DATA SUPPLIED
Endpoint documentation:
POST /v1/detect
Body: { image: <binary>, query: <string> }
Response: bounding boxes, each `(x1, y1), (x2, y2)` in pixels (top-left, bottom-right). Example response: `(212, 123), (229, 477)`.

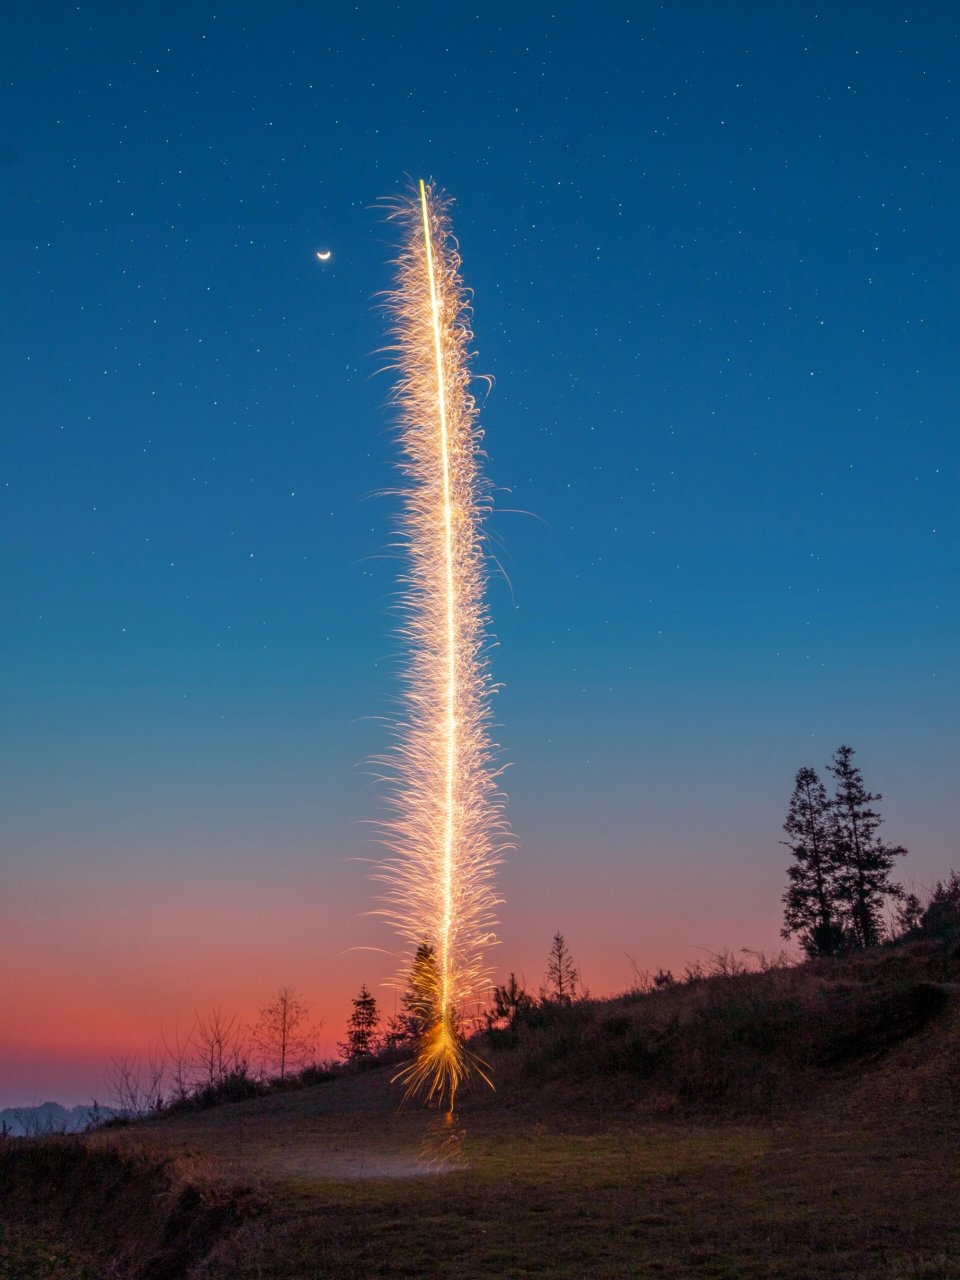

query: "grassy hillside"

AIM OF THE EXERCISE
With the pictures removed, please retype each record exactly.

SOLUTION
Endpoint documentation:
POST /v1/detect
Body: { image: <binary>, query: <string> }
Response: bounding boxes, each `(x1, y1), (x2, y2)` in pixels (top-left, bottom-right). Example response: `(212, 123), (229, 477)`.


query: "grassy hillside"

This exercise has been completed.